> **Extracted material**
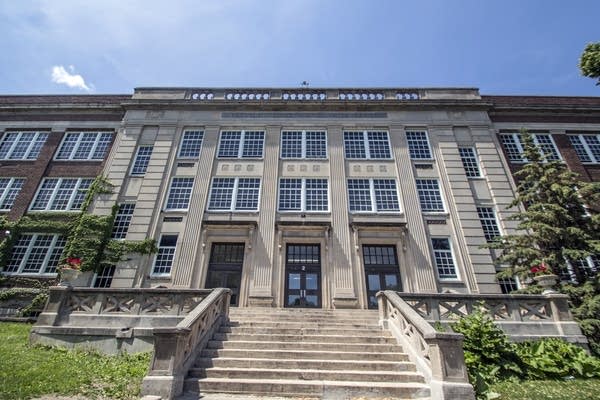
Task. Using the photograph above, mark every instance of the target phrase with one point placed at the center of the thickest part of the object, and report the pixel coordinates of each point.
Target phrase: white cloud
(61, 76)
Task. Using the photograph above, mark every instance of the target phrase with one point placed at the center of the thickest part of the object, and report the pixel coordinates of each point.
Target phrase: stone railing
(438, 355)
(176, 348)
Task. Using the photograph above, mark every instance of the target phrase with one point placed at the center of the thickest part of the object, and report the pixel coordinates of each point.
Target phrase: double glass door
(381, 270)
(303, 275)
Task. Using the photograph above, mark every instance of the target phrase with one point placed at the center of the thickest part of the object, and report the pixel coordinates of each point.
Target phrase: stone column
(344, 292)
(261, 285)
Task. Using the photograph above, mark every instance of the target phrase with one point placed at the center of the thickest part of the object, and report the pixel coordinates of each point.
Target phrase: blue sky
(501, 47)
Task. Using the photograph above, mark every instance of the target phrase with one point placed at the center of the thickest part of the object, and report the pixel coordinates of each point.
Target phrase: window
(142, 159)
(9, 189)
(487, 217)
(165, 255)
(61, 194)
(84, 146)
(303, 144)
(234, 194)
(430, 197)
(22, 145)
(469, 160)
(373, 195)
(367, 144)
(104, 277)
(587, 147)
(444, 261)
(122, 220)
(418, 145)
(241, 144)
(303, 195)
(191, 144)
(36, 254)
(180, 193)
(514, 147)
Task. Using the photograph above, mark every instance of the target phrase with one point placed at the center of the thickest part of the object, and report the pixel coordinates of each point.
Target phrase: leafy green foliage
(555, 226)
(589, 63)
(32, 371)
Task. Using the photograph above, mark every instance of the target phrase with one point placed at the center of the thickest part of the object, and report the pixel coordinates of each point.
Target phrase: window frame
(183, 139)
(54, 194)
(30, 147)
(75, 148)
(241, 144)
(430, 150)
(304, 145)
(234, 195)
(136, 158)
(9, 189)
(153, 273)
(168, 196)
(46, 259)
(586, 147)
(455, 278)
(303, 196)
(366, 146)
(373, 196)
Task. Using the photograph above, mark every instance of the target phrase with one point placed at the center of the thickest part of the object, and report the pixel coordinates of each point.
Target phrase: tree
(589, 63)
(556, 227)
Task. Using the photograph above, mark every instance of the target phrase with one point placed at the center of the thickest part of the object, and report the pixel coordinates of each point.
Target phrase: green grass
(30, 371)
(580, 389)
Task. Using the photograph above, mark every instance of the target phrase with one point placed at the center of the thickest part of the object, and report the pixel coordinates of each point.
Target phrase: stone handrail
(438, 355)
(176, 348)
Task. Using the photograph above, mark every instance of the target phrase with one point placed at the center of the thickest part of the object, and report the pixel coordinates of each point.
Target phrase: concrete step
(301, 363)
(305, 354)
(292, 387)
(305, 338)
(307, 374)
(290, 345)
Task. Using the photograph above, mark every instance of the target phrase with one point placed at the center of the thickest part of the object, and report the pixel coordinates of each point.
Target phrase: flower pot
(546, 282)
(68, 276)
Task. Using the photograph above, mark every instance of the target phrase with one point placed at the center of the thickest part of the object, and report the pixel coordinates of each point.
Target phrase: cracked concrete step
(305, 338)
(308, 374)
(305, 354)
(293, 387)
(330, 346)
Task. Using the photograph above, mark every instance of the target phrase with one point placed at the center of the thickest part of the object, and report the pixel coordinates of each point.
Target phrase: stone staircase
(314, 353)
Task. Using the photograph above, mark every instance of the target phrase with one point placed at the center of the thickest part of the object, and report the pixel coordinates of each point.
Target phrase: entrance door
(225, 268)
(303, 275)
(381, 270)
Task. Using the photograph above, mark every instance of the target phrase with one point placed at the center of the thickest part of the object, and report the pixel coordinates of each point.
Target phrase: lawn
(30, 371)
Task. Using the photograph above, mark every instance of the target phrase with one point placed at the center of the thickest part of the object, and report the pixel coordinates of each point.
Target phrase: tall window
(373, 195)
(418, 145)
(487, 217)
(367, 144)
(180, 193)
(191, 144)
(514, 147)
(165, 255)
(469, 160)
(61, 194)
(122, 220)
(444, 260)
(303, 144)
(303, 195)
(430, 196)
(587, 147)
(142, 159)
(22, 145)
(84, 146)
(241, 144)
(234, 194)
(9, 189)
(36, 254)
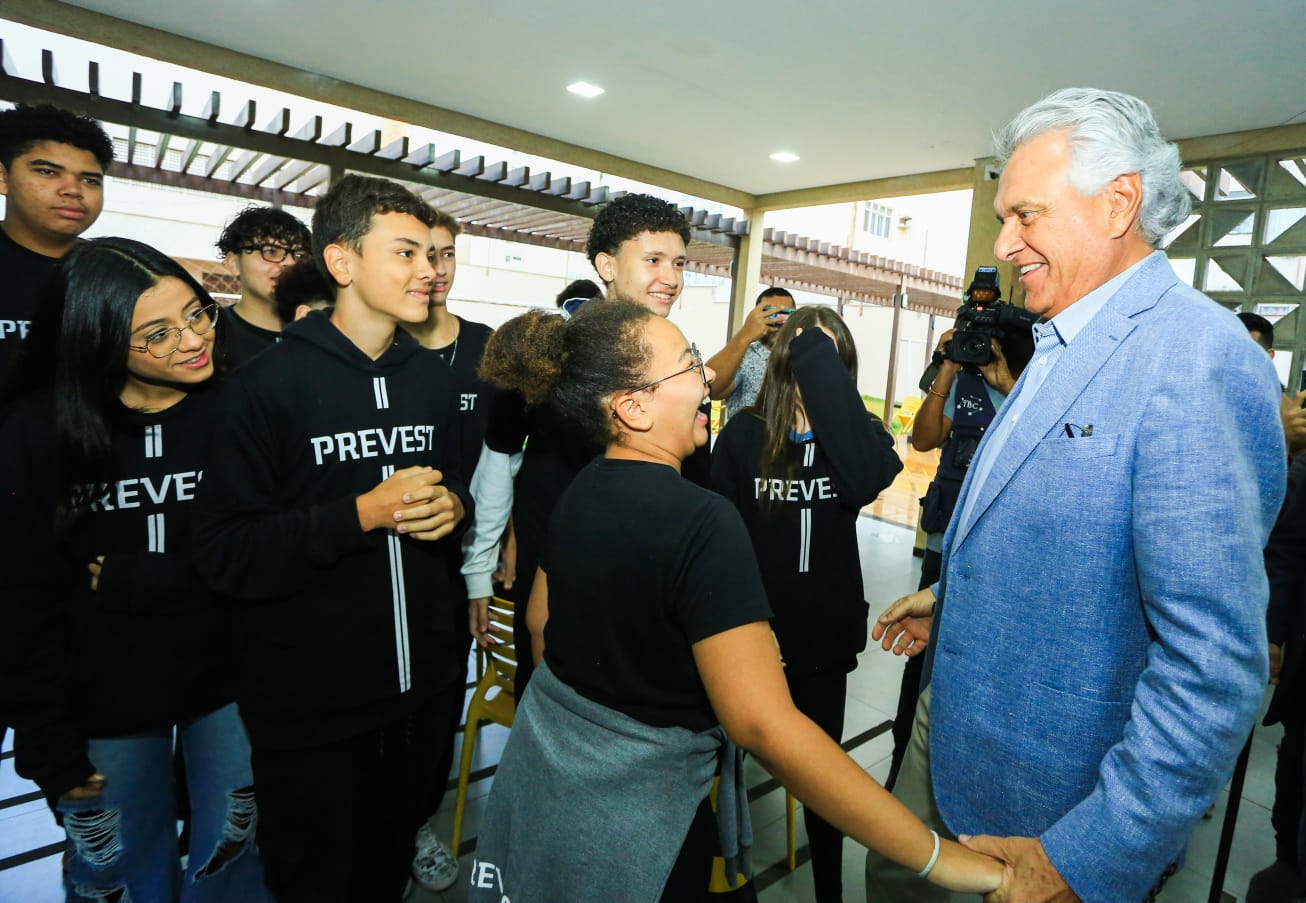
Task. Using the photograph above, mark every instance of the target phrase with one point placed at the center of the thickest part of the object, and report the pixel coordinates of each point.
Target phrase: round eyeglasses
(162, 341)
(274, 254)
(695, 365)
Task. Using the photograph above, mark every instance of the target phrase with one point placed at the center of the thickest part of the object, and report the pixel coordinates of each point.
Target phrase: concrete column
(746, 271)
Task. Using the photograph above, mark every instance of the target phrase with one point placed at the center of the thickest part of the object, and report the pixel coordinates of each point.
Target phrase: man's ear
(338, 263)
(1125, 194)
(631, 412)
(605, 265)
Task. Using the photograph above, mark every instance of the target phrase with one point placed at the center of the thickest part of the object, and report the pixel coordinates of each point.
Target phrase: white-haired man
(1098, 646)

> **Objective**
Using the records above, output their complete text exactly, minus any images.

> **The reply**
Task. Using the photograph above, mark every instance of the target phrase with one point placed at the center of the thickest part of the object, and report the pixel coordinates of each point.
Target phrase: white cloud
(61, 76)
Task. Using the photograph above, mark every instance of the target phrase with one point placed at the center of the thickest part of the object, and report the pixel coordinates of each point.
Target phrase: stone railing
(438, 355)
(176, 348)
Task. Using the photograph above, mark every instance of the target phrase with one point placed at the center of the thickest part of the object, and report the pixel coordinates of each point.
Target phrase: double glass door
(381, 270)
(303, 275)
Task. Using the photograph above, mark every instance of the target phrase with one point placed at the center of the thickest part of the object, and report the pixel coordinates of each point.
Target phrase: stone column
(344, 292)
(261, 285)
Task. Using the photograph above, mark every instance of the target phrase with one point placed at the center of the thickest part of the object, and report the pixel coordinates of each point.
Target phrase: blue sky
(501, 47)
Task. Using the photograph above, mark every instance of the target phrase with one point placed at the center of the thickest part of the object, and report the pixel coordinates of each point.
Target phrase: window
(142, 159)
(9, 189)
(487, 217)
(165, 255)
(61, 194)
(84, 146)
(303, 144)
(234, 194)
(430, 197)
(22, 145)
(469, 160)
(373, 195)
(367, 144)
(104, 277)
(587, 147)
(444, 261)
(122, 220)
(418, 145)
(241, 144)
(303, 195)
(191, 144)
(36, 254)
(180, 193)
(514, 147)
Task. Using the photograph above, mark every instance of the target phrase with one point placed at the center of the thickest part of the object, and report the pixel coordinates of each point.
Target phrase: leafy green foliage
(555, 226)
(589, 63)
(32, 371)
Task. Using the photograph above, mark every instance of the target phrase with one point placed at the center of the thickest part of the object, and report the pixel coordinates of each point.
Target phrase: window frame
(183, 139)
(54, 194)
(30, 147)
(75, 148)
(241, 144)
(430, 150)
(304, 145)
(234, 195)
(136, 158)
(9, 189)
(153, 273)
(168, 196)
(46, 259)
(586, 147)
(455, 278)
(303, 196)
(366, 146)
(373, 196)
Task. Using the photograph above, mark every instance of the target phrase with one point placed at the center of the thickest part of the object, and report the pixel coordinates of each point.
Target phrase: tree
(589, 63)
(556, 227)
Task. Using the photograph above, mark every instance of the target phrase with one point placed at the center of the thickest part of the object, and report the pixel coordinates of each point.
Target phrase: green grass
(30, 371)
(580, 389)
Task. Using the photograph above, mark every instance of the target phrase with one point placed at the center of the thickest part of the object, and report the pixel coordinates of each point.
Target phrase: stone handrail
(438, 355)
(176, 348)
Task. Using the photograph above, mark every instance of the target phrase with one point placed at the center of the thickest part of the object, and report the pixel coordinates of each point.
Target phrase: concrete step
(301, 363)
(305, 354)
(292, 387)
(305, 338)
(307, 374)
(290, 345)
Task. Using the photograph above, mark every instance of the target phrase with one point placed at the center of the thickest part of the object, and report the pixel coordinates of each point.
Target phrase: flower pot
(546, 282)
(68, 276)
Task. Using the photograph above, mark every instance of the target phrase with one point placed at the center of the thickest part of the object, and report the pixel coordinates of each point.
Target phrase: cracked concrete step
(305, 338)
(308, 374)
(305, 354)
(293, 387)
(330, 346)
Task. Using the photograph above, mark every instance of the target phrase with one point placed at the center of the thickest part of the object, and report the pixel coordinates of each point.
Target phrase: stone staircase
(314, 353)
Task. Using the photograph above, mark every instance of the target phrase with one point placed at the center of the thickest part of the object, and report the pixel coordinates of each point.
Target phrase: entrance door
(225, 268)
(303, 275)
(381, 270)
Task. Using the photograph above, mark every instance of the target phrase with one point placed at the center of the thickest part of the object, and report the pixel coordinates of each point.
Target phrase: lawn
(30, 371)
Task. Using the photograph above, mark every instance of the target phrase with one point placed at the center of the thickest part of the object, and report the pixel coordinates of each point.
Target phrase: tall window
(373, 195)
(418, 145)
(487, 217)
(367, 144)
(180, 193)
(191, 144)
(514, 147)
(165, 255)
(469, 160)
(61, 194)
(122, 220)
(444, 260)
(303, 144)
(303, 195)
(430, 196)
(587, 147)
(142, 159)
(22, 145)
(84, 146)
(241, 144)
(234, 194)
(9, 189)
(36, 254)
Task. Using the photograph above, mark every instance of the target phrase with one point placed at the center of the thickest part of the object, and report the pixel coordinates of each point.
Target phrase: round eyeglasses
(162, 341)
(274, 254)
(695, 365)
Task. Using the photograph above, mark every instance of the target phrase with one point placed at the center of the thickest part of the object, and report the pixel coordinates of each point.
Target phrase: concrete column
(746, 271)
Task. Using the photograph above, mark every instance of the target phrase with one point placed at the center of the thickest part of the object, and report the pixel coordinates of each point.
Target phrase: man's ear
(338, 263)
(1125, 194)
(631, 412)
(605, 265)
Task. Using the photograph above, mark every instance of the target phrase with one point placed at the center of the thickest part of the object, and report the pixel coordinates of each point.
Target phrase: white-haired man
(1098, 646)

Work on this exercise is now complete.